┌────────

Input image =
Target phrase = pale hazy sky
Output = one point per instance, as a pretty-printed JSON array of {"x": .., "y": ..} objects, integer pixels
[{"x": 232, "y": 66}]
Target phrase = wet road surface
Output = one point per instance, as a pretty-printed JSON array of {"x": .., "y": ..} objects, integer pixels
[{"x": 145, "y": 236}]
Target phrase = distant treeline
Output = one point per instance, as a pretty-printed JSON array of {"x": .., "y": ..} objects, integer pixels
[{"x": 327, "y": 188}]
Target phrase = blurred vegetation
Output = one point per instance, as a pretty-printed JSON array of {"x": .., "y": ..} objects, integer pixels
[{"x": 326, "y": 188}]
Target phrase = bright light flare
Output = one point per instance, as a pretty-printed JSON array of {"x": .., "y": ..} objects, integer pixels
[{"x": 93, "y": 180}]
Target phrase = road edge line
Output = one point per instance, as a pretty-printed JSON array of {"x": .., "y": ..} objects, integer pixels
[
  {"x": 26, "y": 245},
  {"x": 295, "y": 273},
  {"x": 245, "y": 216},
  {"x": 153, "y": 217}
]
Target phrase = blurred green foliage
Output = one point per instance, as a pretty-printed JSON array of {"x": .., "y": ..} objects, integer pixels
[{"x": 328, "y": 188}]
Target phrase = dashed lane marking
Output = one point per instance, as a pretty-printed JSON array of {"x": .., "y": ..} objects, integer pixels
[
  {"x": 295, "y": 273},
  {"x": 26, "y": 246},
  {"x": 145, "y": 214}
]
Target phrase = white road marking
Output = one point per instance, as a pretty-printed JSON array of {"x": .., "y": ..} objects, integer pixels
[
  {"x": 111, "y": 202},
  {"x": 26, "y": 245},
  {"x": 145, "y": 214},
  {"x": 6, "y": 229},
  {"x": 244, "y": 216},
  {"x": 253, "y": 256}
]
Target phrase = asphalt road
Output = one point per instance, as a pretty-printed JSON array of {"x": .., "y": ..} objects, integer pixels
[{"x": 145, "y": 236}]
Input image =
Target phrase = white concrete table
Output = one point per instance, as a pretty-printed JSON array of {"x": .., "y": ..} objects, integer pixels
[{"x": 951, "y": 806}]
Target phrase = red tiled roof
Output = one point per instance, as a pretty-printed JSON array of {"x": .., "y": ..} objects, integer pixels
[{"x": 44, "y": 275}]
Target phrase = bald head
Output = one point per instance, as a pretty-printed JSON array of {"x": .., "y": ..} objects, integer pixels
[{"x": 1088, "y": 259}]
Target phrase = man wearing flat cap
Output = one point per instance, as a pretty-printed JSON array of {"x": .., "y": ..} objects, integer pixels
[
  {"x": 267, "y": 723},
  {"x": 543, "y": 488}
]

└────────

**Exercise details**
Everything above from the line with "Target phrase = white road marking" to the line with "Target phrase = white concrete table", both included, must be repeated exactly, and nothing outside that range.

**Problem solution**
Target phrase = white road marking
Output = one point per instance, as a pretty-printed JSON array of {"x": .., "y": ..} objects, integer pixels
[
  {"x": 111, "y": 202},
  {"x": 26, "y": 245},
  {"x": 145, "y": 214},
  {"x": 6, "y": 229},
  {"x": 244, "y": 216},
  {"x": 253, "y": 256}
]
Target phrase = asphalt road
Output = one point per instance, as a pretty-printed JSON array of {"x": .., "y": ..} objects, integer pixels
[{"x": 145, "y": 236}]
Input image =
Target phrase = white concrete table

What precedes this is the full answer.